Assigned task 1: In the passage on bone marrow aspirate, what does cBMA contain besides the growth factors and healing components in PRP?
Assigned task 2: Can you update the passage on bone marrow aspirate from "The process of" down to "the host tissue.", swapping "orthopedics" for "sports medicine"?

Given text:
◆ ◆ ◆ ◆ ◆
Stem cell regenerative therapy is a growing treatment option for many conditions. Greater knowledge of the biology of stem cells has provided new insights and opportunity for clinical applications.
Bone marrow aspirate (BMA) is becoming more widely used in regenerative medicine because it is known to harbor stem cells with the potential to repair damaged tissues. Modern technology allows us to concentrate the stem cells, and isolate them from other cells within bone marrow, in order to gain the maximum potential of BMA. In theory, delivery of concentrated BMA (cBMA) to the desired site will generate new tissue growth. cBMA has been used as an adjunct in bone and soft tissue healing throughout the body. cBMA contains all of the growth factors and healing components in PRP, along with concentrated progenitor, or stem-like, cells which further enhance the regenerative process. Research and our experience shows that there are some applications where a combination of stem cells and platelets (PRP) may be the best treatment option.
The process of concentrating BMA to harness its regenerative properties has recently become more widely accepted and utilized in orthopedics, with applications ranging from non-surgical treatment of degenerative joints and cartilage lesions to non-invasive treatment of nonunions and open surgical applications, where cBMA is used independently at closure or combined with other carriers, such as synthetic bone graft substitutes, in an attempt to create an ideal environment for healing and regeneration in the host tissue.
◆ ◆ ◆ ◆ ◆
Extracted entries:
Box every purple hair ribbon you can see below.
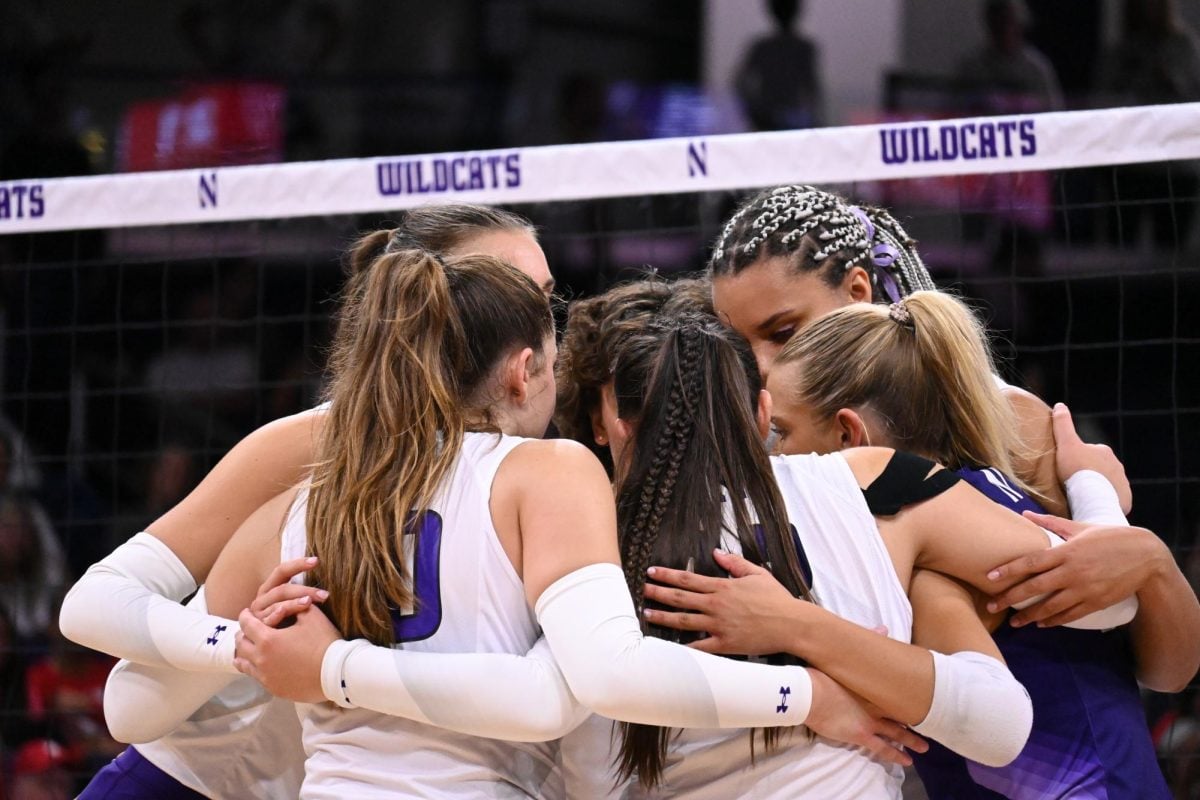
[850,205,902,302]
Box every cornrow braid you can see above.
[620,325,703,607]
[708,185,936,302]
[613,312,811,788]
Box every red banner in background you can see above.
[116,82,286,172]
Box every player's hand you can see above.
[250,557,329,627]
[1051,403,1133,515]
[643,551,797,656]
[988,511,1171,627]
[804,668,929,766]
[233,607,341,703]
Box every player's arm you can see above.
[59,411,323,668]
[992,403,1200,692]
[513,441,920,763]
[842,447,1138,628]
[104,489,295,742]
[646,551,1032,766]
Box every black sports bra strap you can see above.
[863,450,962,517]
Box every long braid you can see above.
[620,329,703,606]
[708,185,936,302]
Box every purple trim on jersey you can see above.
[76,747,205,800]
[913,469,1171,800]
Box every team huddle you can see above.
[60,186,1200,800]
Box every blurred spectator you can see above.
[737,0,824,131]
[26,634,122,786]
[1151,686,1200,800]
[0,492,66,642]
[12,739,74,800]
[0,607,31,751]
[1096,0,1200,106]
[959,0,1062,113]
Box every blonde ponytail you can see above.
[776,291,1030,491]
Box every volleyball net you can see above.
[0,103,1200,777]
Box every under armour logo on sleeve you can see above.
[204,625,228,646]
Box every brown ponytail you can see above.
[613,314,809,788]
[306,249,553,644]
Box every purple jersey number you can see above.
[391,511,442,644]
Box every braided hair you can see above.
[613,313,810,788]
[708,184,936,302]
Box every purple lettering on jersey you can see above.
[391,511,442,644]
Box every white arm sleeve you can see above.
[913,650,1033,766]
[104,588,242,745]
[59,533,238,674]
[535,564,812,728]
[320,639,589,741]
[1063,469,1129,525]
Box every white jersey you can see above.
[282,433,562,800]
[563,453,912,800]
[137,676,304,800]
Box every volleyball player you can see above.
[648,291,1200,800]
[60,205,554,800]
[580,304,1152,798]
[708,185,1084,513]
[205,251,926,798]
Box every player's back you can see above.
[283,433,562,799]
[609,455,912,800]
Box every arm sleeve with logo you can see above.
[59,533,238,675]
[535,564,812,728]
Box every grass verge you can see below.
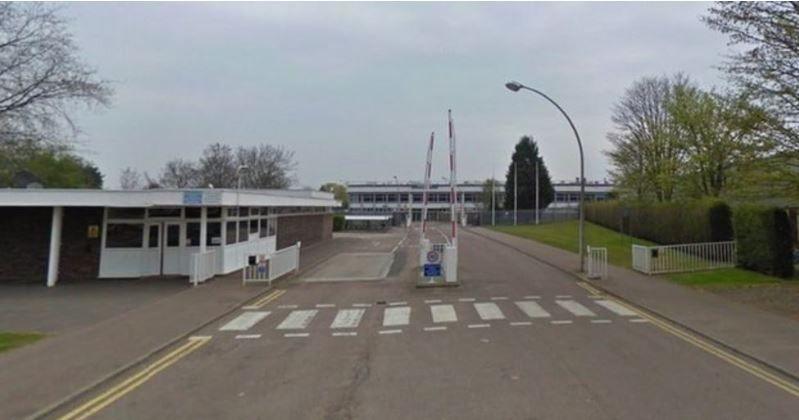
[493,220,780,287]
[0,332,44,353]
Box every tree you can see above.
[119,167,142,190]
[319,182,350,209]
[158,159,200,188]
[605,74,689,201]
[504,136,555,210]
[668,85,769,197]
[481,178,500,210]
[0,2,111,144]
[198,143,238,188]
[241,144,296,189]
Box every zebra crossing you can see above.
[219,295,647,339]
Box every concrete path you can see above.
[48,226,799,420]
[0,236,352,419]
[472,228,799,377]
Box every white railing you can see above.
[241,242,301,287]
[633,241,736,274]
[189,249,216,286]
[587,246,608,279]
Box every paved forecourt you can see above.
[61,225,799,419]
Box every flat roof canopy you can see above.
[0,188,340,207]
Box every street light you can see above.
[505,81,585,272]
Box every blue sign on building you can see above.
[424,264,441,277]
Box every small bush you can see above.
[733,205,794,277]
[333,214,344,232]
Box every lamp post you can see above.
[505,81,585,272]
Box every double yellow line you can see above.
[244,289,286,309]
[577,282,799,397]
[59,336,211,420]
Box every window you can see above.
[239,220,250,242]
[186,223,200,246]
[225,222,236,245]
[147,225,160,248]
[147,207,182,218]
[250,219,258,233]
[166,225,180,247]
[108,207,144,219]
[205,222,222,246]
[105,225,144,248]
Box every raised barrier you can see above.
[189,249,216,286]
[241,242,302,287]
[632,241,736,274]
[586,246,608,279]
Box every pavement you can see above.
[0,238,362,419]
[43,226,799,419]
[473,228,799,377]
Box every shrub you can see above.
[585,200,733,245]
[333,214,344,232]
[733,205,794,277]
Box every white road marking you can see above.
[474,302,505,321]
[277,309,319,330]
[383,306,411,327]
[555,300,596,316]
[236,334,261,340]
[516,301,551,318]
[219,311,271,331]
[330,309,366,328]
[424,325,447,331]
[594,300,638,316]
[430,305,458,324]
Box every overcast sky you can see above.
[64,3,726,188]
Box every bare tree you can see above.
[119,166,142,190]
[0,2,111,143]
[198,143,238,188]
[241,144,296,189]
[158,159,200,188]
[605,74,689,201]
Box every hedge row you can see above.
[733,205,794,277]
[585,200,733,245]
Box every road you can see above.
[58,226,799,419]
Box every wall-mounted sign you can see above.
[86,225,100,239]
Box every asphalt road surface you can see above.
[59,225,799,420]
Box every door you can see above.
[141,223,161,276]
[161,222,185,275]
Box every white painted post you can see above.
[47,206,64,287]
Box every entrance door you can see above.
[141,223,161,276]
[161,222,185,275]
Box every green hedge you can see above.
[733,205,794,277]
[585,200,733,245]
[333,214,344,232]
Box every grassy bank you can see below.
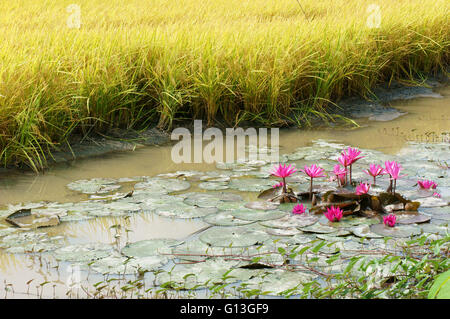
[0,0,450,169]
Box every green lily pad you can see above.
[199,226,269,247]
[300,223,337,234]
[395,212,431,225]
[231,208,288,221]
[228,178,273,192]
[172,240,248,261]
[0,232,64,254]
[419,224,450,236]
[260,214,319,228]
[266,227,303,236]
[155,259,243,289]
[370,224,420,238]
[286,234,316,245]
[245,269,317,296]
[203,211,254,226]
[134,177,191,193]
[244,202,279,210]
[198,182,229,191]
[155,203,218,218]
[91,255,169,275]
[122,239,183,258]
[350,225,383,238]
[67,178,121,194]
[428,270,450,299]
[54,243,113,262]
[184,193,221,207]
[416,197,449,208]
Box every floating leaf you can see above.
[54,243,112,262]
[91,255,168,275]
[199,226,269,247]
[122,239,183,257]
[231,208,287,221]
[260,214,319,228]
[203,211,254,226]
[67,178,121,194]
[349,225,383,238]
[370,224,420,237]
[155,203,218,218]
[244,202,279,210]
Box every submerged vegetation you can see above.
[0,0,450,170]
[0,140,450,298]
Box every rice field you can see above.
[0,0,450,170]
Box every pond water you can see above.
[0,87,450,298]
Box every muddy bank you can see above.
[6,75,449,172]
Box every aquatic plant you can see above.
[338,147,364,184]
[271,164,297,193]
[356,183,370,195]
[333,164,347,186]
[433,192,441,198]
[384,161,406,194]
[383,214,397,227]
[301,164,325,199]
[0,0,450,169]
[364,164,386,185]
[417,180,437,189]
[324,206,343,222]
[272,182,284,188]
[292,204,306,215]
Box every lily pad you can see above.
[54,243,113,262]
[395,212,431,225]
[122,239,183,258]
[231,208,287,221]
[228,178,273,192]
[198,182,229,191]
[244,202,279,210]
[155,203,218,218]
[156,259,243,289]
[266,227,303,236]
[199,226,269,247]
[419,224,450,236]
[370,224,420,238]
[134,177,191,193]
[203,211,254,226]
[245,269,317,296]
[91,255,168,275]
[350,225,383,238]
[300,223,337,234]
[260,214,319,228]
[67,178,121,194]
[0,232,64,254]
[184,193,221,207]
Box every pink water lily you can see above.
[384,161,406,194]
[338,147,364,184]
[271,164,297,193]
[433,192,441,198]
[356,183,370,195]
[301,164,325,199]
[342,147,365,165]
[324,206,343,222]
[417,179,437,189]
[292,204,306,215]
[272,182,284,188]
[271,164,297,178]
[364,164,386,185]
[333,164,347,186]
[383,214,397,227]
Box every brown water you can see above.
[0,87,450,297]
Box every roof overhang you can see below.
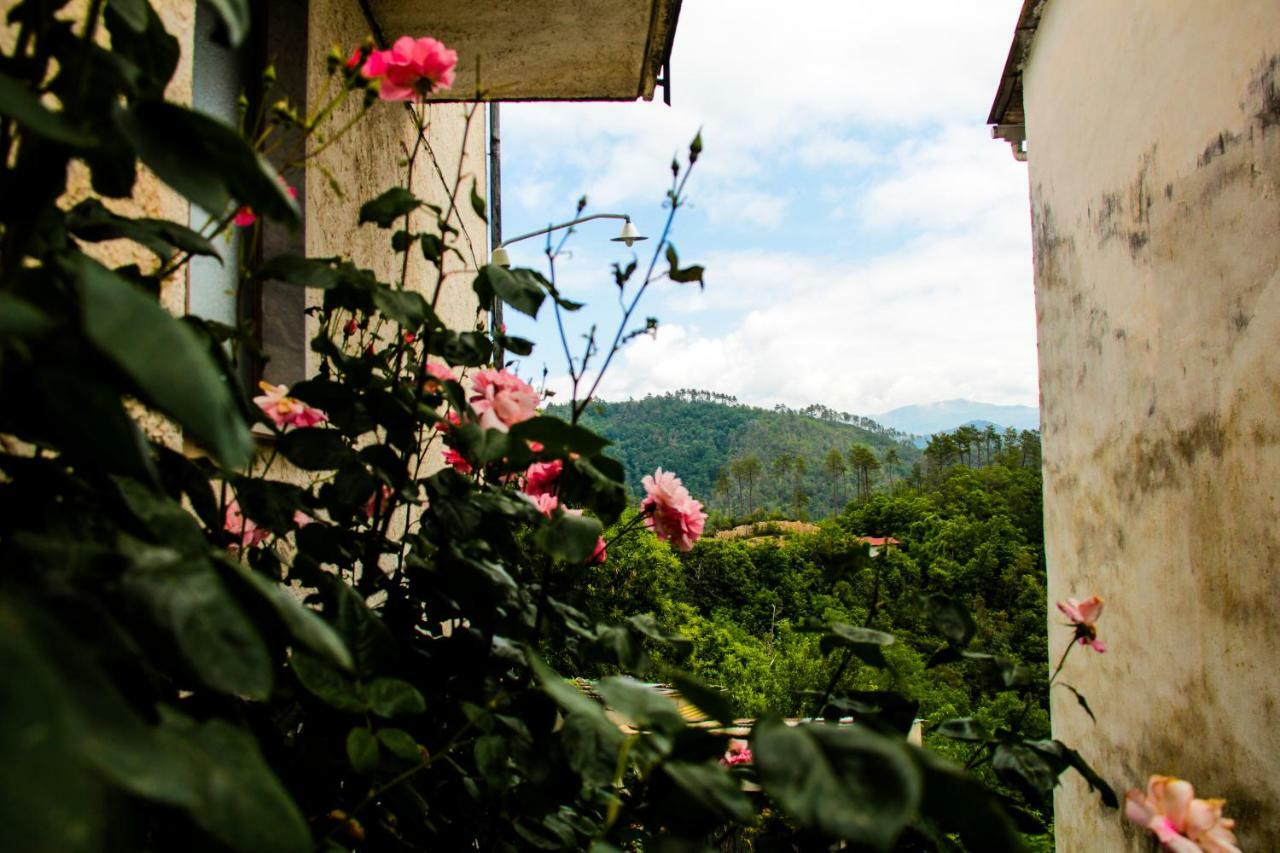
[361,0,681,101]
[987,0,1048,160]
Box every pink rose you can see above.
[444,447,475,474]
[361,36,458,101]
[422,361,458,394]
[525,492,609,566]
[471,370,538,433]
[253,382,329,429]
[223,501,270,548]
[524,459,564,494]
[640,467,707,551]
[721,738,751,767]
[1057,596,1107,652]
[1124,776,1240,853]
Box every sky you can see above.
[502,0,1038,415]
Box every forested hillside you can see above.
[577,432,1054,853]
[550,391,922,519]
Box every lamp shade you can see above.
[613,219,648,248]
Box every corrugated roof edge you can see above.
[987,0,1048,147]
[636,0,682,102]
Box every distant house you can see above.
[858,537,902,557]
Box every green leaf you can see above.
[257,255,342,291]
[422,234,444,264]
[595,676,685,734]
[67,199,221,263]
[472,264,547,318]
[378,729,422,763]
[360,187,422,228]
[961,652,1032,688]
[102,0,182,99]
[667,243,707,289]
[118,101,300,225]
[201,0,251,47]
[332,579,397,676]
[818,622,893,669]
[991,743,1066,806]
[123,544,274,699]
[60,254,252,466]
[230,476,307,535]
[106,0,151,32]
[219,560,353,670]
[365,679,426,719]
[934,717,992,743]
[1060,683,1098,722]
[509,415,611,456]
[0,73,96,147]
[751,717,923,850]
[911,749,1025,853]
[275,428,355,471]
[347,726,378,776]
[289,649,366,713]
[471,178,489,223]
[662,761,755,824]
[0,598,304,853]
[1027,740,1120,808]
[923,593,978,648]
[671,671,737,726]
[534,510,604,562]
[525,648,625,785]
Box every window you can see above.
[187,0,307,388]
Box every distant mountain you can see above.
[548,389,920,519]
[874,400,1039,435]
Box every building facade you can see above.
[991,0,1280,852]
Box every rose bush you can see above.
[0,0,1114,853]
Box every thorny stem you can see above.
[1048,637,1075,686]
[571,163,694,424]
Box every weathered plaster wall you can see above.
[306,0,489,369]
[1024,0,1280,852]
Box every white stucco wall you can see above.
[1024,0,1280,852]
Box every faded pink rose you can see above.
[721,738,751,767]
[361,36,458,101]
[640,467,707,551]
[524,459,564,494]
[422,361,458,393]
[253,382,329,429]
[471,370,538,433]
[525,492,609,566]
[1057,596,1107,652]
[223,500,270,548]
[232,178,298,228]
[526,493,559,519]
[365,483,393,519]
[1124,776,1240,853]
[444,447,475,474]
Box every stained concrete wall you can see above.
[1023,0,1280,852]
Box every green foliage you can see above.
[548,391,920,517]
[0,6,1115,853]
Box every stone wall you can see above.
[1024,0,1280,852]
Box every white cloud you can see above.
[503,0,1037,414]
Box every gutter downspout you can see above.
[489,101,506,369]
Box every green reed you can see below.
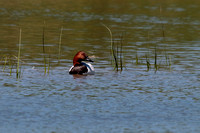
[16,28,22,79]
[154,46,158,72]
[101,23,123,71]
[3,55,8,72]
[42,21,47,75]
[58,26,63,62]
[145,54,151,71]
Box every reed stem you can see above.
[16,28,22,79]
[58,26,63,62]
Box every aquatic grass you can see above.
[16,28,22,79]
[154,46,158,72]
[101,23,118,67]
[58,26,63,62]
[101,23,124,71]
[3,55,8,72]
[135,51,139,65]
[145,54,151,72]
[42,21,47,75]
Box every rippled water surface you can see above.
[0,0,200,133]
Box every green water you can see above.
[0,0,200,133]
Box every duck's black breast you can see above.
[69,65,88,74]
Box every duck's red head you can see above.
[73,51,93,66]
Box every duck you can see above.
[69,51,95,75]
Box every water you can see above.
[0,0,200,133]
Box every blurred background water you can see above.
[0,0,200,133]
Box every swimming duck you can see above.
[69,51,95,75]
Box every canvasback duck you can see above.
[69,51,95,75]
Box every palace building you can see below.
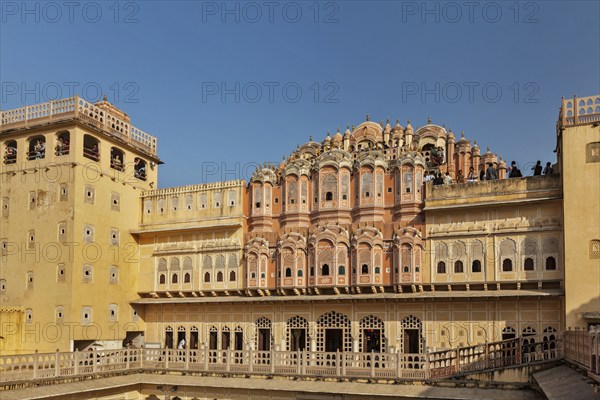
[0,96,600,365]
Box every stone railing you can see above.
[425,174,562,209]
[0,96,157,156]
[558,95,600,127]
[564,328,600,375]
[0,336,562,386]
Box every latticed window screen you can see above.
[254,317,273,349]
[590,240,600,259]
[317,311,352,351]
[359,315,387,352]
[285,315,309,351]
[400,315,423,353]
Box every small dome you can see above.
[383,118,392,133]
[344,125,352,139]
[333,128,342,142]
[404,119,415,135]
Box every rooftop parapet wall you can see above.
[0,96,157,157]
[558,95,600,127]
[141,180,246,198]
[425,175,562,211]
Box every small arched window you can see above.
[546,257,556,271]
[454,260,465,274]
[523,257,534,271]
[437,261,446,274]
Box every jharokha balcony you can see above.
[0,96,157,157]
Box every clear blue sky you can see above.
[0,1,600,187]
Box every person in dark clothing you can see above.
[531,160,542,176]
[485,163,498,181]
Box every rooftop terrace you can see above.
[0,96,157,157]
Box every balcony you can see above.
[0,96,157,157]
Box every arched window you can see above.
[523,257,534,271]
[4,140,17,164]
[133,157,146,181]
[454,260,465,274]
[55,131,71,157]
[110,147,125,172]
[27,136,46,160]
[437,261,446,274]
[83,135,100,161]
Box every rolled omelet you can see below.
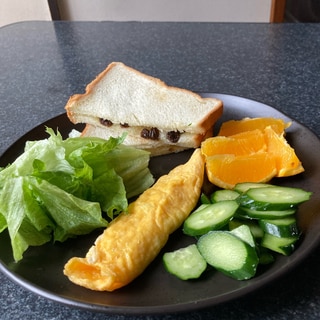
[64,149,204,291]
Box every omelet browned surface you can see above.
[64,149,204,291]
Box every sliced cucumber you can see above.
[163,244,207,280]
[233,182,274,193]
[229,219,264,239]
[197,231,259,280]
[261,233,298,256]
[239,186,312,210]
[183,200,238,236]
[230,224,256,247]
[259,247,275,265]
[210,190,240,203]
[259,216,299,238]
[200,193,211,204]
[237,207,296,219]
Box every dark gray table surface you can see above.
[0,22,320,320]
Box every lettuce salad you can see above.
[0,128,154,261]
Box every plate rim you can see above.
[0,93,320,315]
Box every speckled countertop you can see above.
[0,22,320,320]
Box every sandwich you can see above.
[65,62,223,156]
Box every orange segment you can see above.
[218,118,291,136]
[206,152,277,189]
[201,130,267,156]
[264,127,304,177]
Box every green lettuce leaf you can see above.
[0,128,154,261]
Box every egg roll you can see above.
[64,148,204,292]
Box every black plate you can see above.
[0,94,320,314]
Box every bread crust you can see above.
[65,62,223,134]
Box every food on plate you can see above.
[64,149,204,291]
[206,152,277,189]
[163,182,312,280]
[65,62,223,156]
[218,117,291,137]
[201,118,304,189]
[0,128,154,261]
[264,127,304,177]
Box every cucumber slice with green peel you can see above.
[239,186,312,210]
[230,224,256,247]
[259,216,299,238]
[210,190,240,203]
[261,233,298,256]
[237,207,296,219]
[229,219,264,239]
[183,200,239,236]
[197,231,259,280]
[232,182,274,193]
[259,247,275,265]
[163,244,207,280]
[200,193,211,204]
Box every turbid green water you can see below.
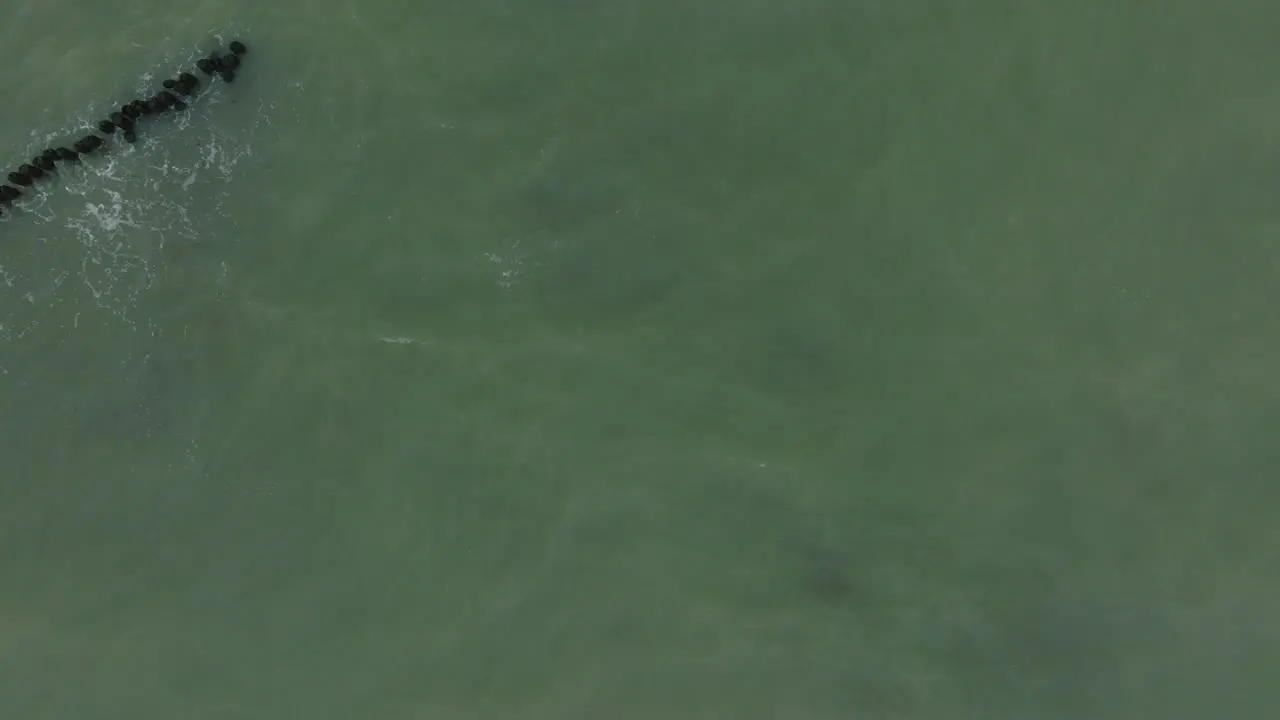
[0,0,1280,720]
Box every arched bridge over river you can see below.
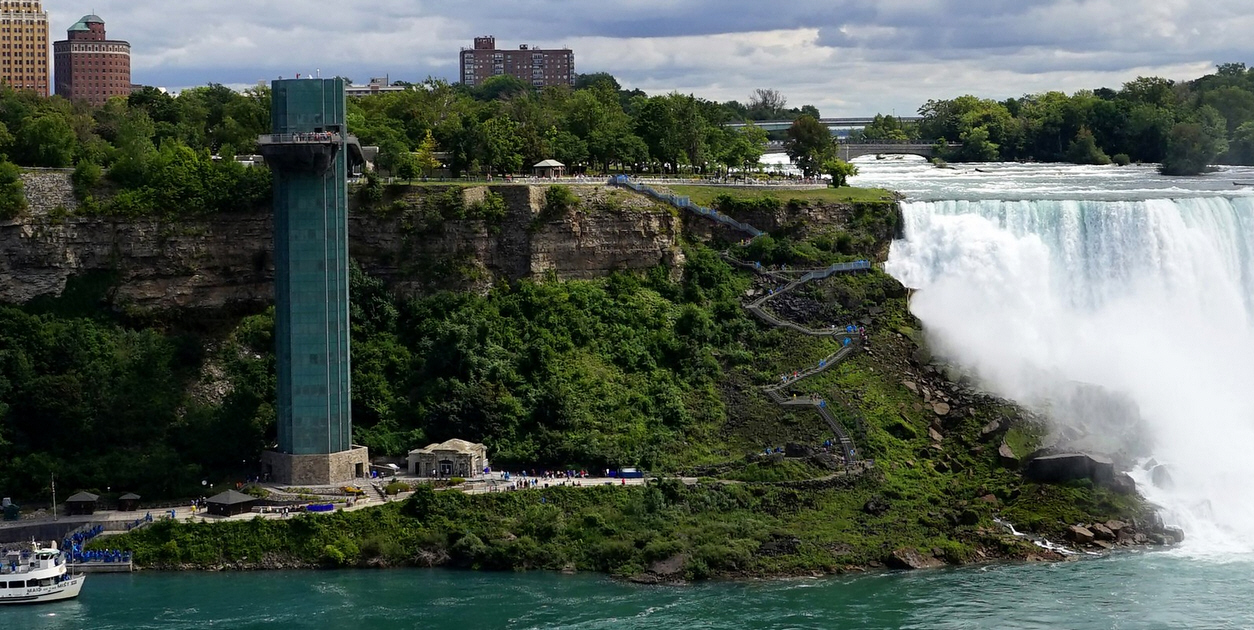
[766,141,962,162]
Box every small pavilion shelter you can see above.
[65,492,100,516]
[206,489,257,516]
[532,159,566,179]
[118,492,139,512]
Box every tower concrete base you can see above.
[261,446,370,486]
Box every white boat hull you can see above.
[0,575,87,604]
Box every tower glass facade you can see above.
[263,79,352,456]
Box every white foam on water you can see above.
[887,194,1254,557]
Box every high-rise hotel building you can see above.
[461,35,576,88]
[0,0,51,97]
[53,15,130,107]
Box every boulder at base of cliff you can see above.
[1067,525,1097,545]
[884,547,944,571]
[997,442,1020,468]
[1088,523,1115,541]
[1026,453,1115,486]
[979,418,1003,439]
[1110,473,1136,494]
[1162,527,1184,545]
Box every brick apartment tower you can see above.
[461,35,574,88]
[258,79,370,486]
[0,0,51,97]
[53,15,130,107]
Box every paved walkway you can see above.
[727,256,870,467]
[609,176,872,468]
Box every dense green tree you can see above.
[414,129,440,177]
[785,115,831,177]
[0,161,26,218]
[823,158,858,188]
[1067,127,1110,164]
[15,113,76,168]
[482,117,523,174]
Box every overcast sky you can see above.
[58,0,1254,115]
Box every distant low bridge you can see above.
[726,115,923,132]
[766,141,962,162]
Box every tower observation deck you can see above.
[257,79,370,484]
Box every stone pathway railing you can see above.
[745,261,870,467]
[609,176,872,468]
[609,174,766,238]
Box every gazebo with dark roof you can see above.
◆ ◆ ◆ ◆ ◆
Written solution 1: Concentrated progenitor, or stem-like, cells, which further enhance the regenerative process.

Written solution 2:
The process of concentrating BMA to harness its regenerative properties has recently become more widely accepted and utilized in sports medicine, with applications ranging from non-surgical treatment of degenerative joints and cartilage lesions to non-invasive treatment of nonunions and open surgical applications, where cBMA is used independently at closure or combined with other carriers, such as synthetic bone graft substitutes, in an attempt to create an ideal environment for healing and regeneration in the host tissue.